__SU TAREA__
Continúe el texto sobre la paradoja del Ejecutivo español a partir de su última oración.

__TEXTO DE LA PÁGINA__
*-*-*
Existe una evidente paradoja que pone de relieve al servicio de quiénes están aquellos que integran el Ejecutivo español. No sólo el actual equipo gubernamental de Mariano Rajoy, sino también todos aquellos que le han precedido. ¿Por qué decimos esto? Como todos sabemos -o deberíamos de saber- el mantenimiento de la Administración del Estado no […]
Existe una evidente paradoja que pone de relieve al servicio de quiénes están aquellos que integran el Ejecutivo español. No sólo el actual equipo gubernamental de Mariano Rajoy, sino también todos aquellos que le han precedido. ¿Por qué decimos esto?
Como todos sabemos -o deberíamos de saber- el mantenimiento de la Administración del Estado no es algo ajeno a los ciudadanos. Sus fuentes de financiación son, fundamentalmente, los impuestos que por múltiples conceptos pagamos la mayoría de los españoles.
*-*-*
__LISTADO__
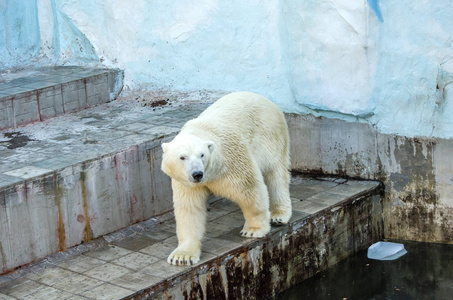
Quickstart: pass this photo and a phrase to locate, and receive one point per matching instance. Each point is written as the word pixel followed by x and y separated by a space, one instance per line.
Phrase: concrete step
pixel 33 95
pixel 333 218
pixel 73 178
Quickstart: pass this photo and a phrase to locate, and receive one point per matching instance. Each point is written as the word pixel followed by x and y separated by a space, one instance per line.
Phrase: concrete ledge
pixel 77 177
pixel 416 171
pixel 333 218
pixel 39 94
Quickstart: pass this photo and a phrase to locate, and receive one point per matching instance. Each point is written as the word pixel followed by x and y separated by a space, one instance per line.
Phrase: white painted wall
pixel 387 63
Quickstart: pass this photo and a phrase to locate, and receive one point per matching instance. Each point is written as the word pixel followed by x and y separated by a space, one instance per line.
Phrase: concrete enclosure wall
pixel 417 173
pixel 379 73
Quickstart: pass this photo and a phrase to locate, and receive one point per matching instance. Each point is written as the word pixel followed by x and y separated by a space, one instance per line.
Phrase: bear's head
pixel 186 158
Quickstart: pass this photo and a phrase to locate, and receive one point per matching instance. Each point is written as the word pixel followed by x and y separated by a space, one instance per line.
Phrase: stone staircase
pixel 85 212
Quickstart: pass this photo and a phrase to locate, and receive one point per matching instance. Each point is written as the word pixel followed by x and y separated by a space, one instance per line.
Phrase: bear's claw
pixel 182 259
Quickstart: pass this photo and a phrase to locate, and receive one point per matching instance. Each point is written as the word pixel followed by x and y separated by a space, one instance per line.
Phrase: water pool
pixel 425 272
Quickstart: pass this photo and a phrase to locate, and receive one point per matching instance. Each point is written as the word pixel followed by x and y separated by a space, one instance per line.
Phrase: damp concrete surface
pixel 425 272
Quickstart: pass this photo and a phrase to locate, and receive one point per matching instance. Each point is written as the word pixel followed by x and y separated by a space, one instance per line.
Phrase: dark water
pixel 425 272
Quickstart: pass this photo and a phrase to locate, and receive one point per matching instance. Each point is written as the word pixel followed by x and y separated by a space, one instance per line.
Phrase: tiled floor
pixel 134 258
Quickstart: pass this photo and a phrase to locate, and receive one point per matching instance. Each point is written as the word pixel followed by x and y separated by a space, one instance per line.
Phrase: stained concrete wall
pixel 418 173
pixel 64 208
pixel 388 62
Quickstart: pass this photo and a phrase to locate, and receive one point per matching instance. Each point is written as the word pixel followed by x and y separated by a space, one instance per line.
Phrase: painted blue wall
pixel 386 63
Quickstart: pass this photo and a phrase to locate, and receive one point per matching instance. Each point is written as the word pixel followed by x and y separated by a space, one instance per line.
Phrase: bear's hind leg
pixel 277 182
pixel 255 207
pixel 190 213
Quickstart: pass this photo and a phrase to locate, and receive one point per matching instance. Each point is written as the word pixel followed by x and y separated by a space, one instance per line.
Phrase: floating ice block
pixel 386 251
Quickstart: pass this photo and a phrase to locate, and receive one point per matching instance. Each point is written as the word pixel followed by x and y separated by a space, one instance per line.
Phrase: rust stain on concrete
pixel 61 225
pixel 88 232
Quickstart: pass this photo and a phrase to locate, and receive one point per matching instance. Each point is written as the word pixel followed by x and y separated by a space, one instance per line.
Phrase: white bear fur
pixel 241 145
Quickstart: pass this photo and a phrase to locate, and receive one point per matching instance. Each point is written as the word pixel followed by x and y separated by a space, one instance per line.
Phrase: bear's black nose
pixel 198 175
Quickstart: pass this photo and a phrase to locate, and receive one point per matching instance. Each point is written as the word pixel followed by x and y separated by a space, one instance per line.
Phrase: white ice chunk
pixel 386 251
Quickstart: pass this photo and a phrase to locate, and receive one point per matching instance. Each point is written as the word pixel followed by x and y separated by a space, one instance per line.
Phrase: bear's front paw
pixel 183 258
pixel 254 232
pixel 280 218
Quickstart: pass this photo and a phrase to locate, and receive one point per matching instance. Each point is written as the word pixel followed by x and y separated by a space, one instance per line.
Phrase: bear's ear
pixel 164 146
pixel 211 146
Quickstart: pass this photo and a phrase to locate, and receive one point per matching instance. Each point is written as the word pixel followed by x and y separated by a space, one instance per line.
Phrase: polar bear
pixel 238 148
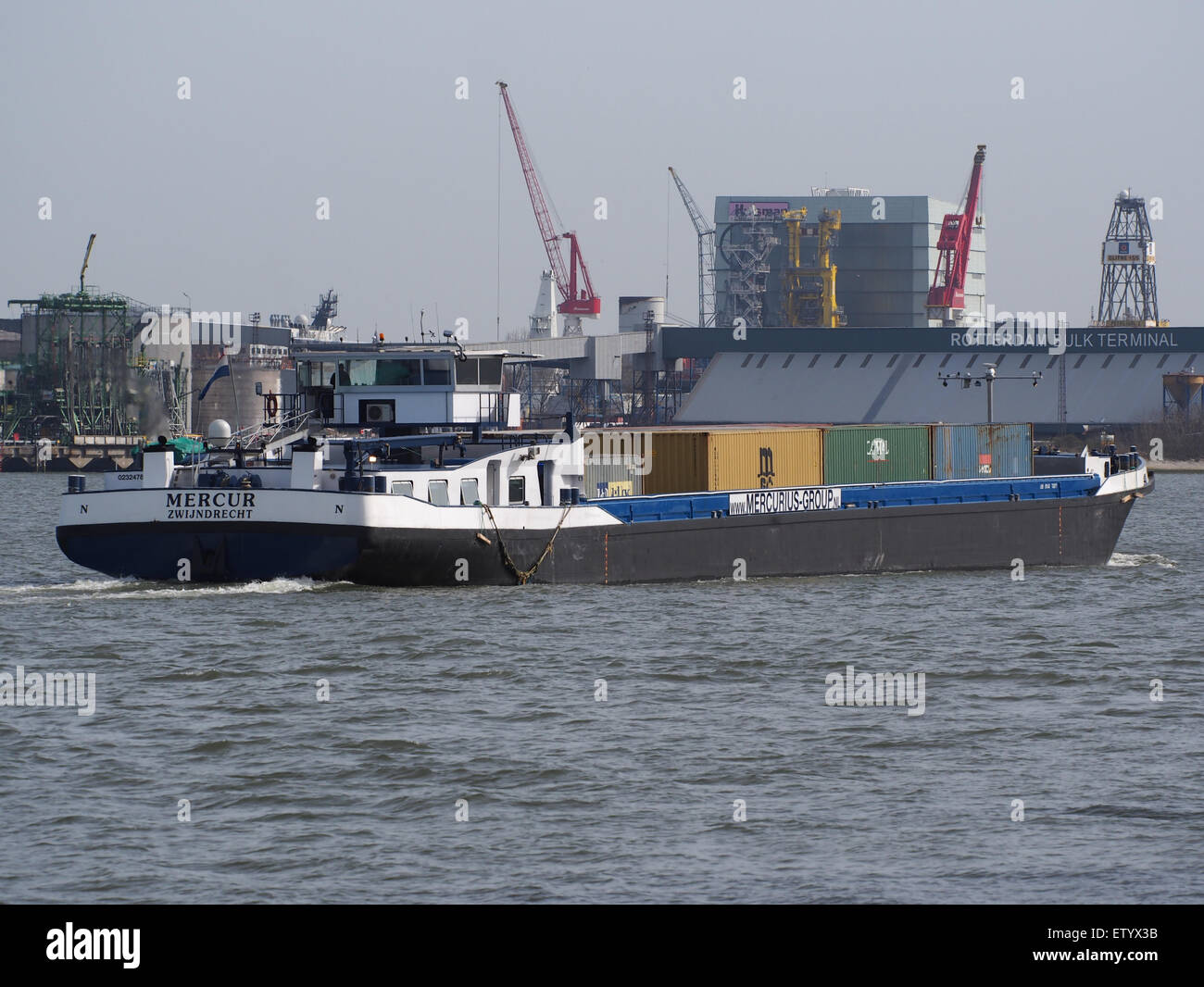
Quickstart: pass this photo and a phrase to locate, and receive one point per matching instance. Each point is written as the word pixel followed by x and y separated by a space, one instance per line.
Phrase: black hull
pixel 1080 531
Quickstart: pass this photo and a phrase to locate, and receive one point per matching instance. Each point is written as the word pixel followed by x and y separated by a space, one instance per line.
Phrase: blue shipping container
pixel 970 452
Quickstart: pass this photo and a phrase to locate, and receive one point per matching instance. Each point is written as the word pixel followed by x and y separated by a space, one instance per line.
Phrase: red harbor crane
pixel 578 296
pixel 947 293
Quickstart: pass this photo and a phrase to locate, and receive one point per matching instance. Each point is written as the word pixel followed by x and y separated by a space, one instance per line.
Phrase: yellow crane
pixel 809 293
pixel 85 256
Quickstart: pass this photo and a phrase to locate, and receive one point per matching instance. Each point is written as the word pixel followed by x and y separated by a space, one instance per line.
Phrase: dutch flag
pixel 221 371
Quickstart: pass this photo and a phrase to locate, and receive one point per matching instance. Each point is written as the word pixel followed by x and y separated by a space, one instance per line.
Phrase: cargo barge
pixel 356 510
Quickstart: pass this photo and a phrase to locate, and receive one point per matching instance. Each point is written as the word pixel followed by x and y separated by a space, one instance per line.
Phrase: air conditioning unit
pixel 377 412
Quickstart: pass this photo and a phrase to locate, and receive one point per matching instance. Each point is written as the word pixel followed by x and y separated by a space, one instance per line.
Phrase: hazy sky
pixel 356 101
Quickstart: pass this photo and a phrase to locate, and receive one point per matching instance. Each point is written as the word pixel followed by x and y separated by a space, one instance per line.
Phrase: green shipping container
pixel 877 454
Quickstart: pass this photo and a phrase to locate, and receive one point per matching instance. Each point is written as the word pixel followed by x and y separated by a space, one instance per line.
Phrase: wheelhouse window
pixel 394 373
pixel 437 372
pixel 490 369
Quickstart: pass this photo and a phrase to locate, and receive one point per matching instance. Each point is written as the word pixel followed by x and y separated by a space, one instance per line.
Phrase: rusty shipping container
pixel 734 458
pixel 973 452
pixel 877 454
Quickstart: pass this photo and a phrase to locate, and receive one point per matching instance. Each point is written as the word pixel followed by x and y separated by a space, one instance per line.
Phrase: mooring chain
pixel 522 576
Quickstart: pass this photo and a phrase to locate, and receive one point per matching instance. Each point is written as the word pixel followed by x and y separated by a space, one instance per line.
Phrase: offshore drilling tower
pixel 1128 288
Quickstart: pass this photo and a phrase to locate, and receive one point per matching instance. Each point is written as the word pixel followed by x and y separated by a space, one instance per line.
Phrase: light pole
pixel 990 376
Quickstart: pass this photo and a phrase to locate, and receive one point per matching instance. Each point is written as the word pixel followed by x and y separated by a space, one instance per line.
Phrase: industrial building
pixel 885 254
pixel 1108 376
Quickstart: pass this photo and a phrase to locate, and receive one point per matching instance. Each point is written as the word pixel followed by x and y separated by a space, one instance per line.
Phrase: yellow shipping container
pixel 734 458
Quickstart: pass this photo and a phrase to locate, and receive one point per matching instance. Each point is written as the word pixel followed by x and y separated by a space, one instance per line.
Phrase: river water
pixel 711 770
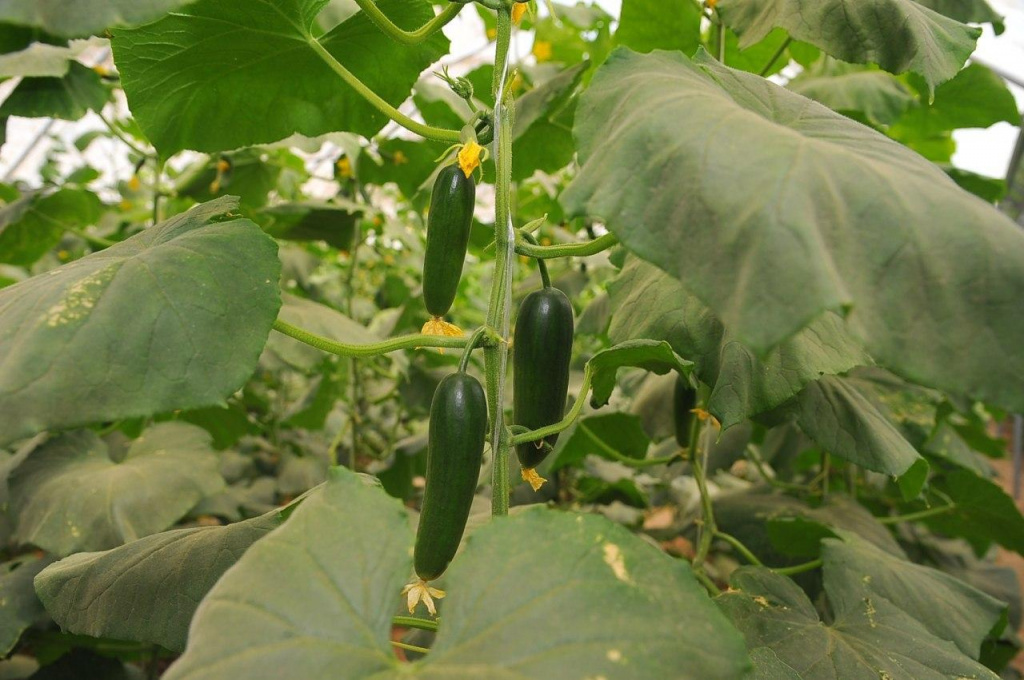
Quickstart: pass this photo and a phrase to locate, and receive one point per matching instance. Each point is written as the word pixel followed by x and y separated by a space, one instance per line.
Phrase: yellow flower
pixel 469 157
pixel 344 167
pixel 542 50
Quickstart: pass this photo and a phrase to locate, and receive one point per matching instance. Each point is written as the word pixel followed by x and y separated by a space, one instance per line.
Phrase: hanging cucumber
pixel 684 399
pixel 541 356
pixel 449 225
pixel 455 450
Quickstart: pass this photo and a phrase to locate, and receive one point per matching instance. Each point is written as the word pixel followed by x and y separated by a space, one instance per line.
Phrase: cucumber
pixel 684 399
pixel 449 225
pixel 455 451
pixel 541 356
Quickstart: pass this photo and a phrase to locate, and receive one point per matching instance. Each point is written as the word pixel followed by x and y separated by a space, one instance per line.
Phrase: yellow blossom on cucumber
pixel 419 591
pixel 469 157
pixel 532 478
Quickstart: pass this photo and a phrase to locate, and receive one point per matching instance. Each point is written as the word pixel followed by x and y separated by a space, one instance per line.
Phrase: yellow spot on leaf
pixel 80 298
pixel 419 591
pixel 469 157
pixel 530 477
pixel 613 558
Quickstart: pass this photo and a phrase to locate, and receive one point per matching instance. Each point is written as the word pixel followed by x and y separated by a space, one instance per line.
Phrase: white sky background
pixel 985 152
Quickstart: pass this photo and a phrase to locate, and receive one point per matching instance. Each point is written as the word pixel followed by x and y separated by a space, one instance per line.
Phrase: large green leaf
pixel 773 209
pixel 948 607
pixel 647 25
pixel 34 224
pixel 347 553
pixel 649 303
pixel 70 495
pixel 18 605
pixel 844 422
pixel 70 96
pixel 148 589
pixel 879 96
pixel 172 317
pixel 222 74
pixel 898 35
pixel 654 355
pixel 84 17
pixel 968 11
pixel 868 637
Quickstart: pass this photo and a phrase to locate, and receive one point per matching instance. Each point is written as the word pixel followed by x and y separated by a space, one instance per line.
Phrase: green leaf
pixel 845 423
pixel 148 589
pixel 880 96
pixel 621 432
pixel 898 35
pixel 768 524
pixel 334 224
pixel 84 17
pixel 647 25
pixel 542 135
pixel 69 97
pixel 967 11
pixel 948 607
pixel 984 513
pixel 19 607
pixel 649 303
pixel 653 355
pixel 977 97
pixel 222 75
pixel 33 225
pixel 772 210
pixel 347 555
pixel 867 636
pixel 70 495
pixel 172 317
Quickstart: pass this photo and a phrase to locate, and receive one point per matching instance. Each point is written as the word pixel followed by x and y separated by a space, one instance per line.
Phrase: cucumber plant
pixel 764 341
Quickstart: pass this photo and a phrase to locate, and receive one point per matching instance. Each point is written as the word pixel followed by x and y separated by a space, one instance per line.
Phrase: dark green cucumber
pixel 684 399
pixel 541 356
pixel 455 450
pixel 449 224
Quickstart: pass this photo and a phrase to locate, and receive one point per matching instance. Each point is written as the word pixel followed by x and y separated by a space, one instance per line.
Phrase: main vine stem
pixel 496 356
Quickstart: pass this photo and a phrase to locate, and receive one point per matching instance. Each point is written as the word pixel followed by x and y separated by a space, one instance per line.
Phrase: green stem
pixel 915 516
pixel 499 311
pixel 739 547
pixel 375 349
pixel 427 131
pixel 564 423
pixel 503 41
pixel 470 346
pixel 530 240
pixel 799 568
pixel 408 37
pixel 410 647
pixel 594 247
pixel 708 527
pixel 413 622
pixel 625 460
pixel 775 56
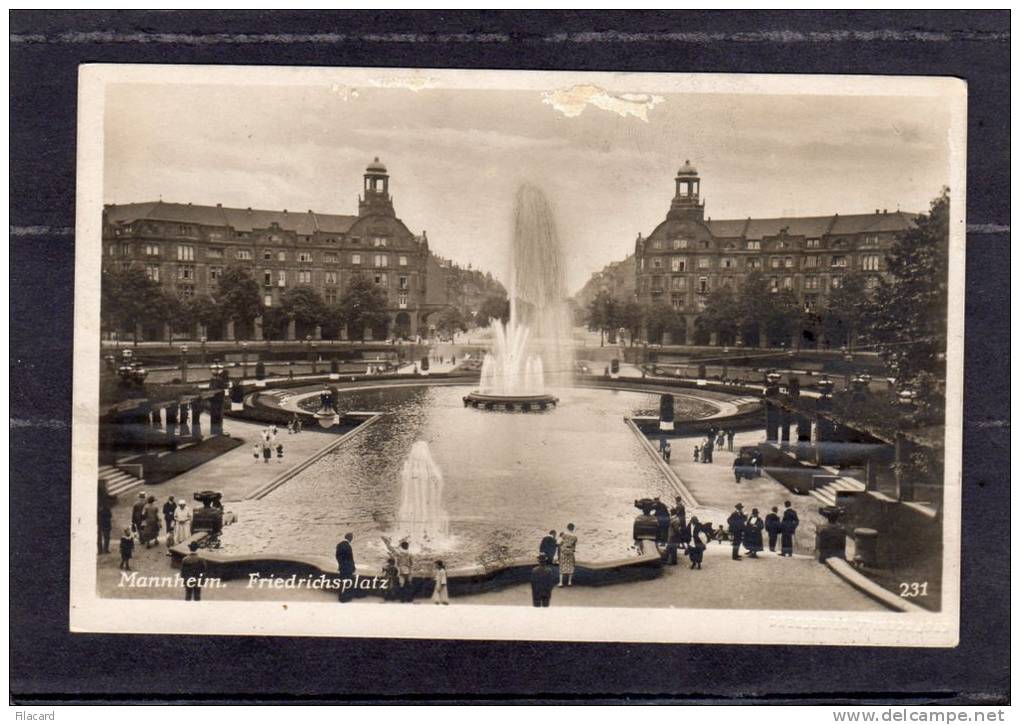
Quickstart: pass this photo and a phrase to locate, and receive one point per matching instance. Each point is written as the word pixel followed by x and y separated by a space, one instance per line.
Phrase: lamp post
pixel 184 363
*-*-*
__RESPUESTA__
Hacemos esta obvia aclaración porque, a estas alturas de la crisis, las ayudas que el Estado ha prestado a la Banca, – a cargo del conjunto de la población- superan con creces la cifra de 200.000 millones de euros. Con las dimensiones astronómicas que tiene esta cifra, lo más sorprendente es que, según las estimaciones realizadas por los expertos, al menos un tercio de esta ingente cantidad no es recuperable, no lo pagarán nunca los banqueros. Serán, pues, los asalariados, los parados, los pensionistas y las clases medias quienes, de una u otra forma, se verán obligados a sufragar esa deuda a través de múltiples vías: impuestos, recortes en la sanidad, en la educación, en los servicios y otras prestaciones sociales, privatizaciones… sin hablar ya de la estela de tragedias humanas con la que tanto la codicia de los banqueros como la dinámica voraz del sistema capitalista han marcado estos últimos años.
Una simple operación aritmética nos permitiría descubrir un hecho sorprendente y que permanece oculto al conocimiento colectivo. Hasta el momento presente cada ciudadano mayor de edad del Estado español ya ha tenido la «generosidad» de prestarle a la Banca de este país la friolera de casi un millón de las antiguas pesetas para cubrir los efectos de las operaciones fraudulentas que sus ejecutivos realizaron durante la llamada «burbuja inmobiliaria».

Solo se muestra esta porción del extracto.